TASK DESCRIPTION: Count the lines in the data below holding the string "output" and write the total by itself.

Stored dataset items:
------------------------------------

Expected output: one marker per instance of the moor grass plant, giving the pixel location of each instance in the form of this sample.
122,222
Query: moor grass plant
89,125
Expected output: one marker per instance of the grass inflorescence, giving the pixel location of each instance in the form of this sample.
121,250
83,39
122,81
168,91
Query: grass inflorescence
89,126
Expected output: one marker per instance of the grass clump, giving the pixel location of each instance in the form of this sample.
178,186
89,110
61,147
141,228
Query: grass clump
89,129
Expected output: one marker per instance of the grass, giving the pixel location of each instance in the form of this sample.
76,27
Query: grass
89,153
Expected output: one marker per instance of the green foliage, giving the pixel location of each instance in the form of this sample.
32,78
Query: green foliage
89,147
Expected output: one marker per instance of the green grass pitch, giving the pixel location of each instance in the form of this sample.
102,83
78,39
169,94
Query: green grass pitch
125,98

------------------------------------

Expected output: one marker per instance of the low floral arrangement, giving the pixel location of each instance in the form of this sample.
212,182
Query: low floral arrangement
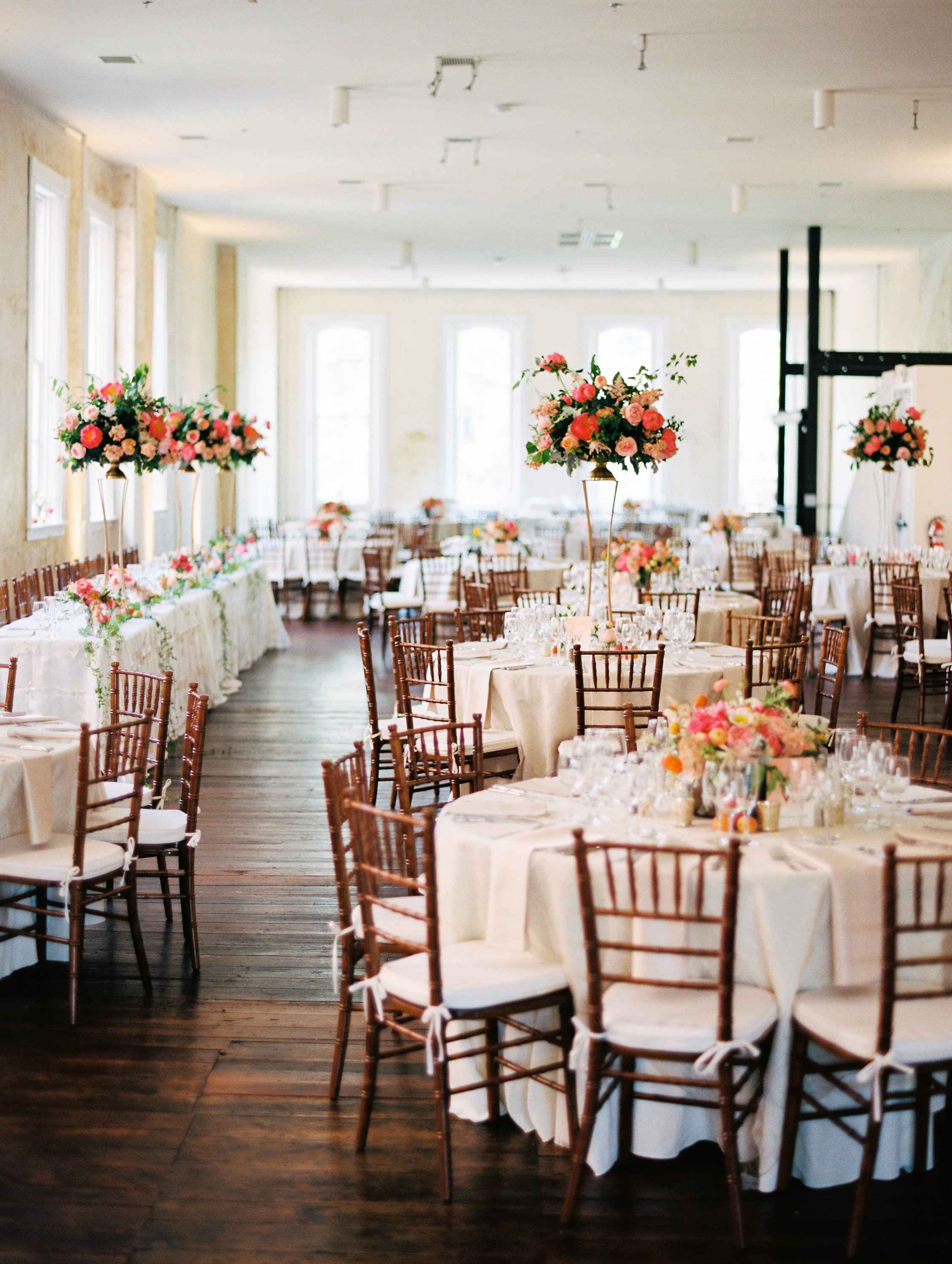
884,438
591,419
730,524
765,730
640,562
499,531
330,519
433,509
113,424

------------------------------------

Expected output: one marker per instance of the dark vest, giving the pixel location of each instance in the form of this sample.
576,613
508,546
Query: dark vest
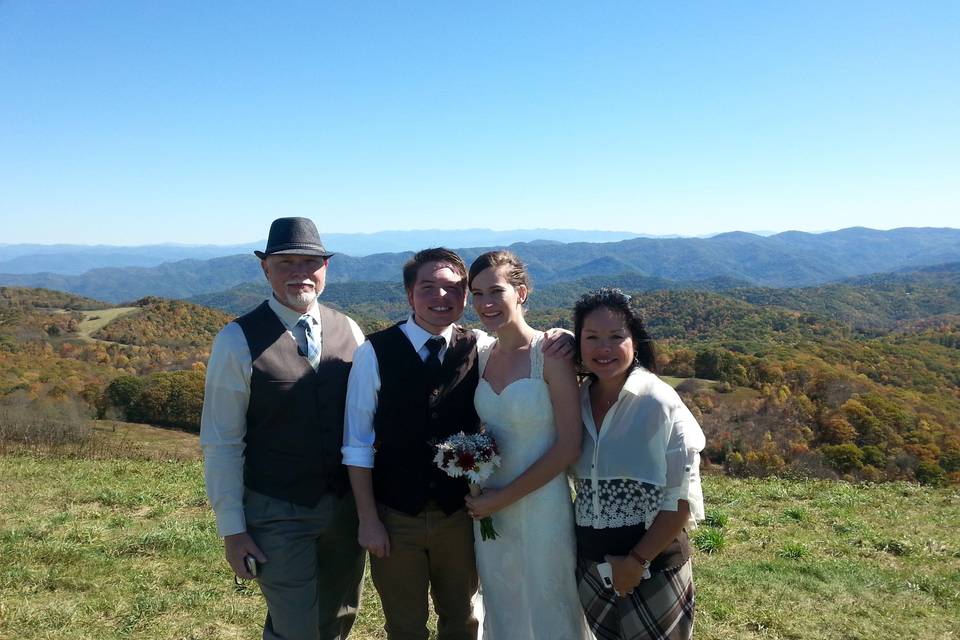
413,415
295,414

------------------------------------

TASK SOLUTION: 8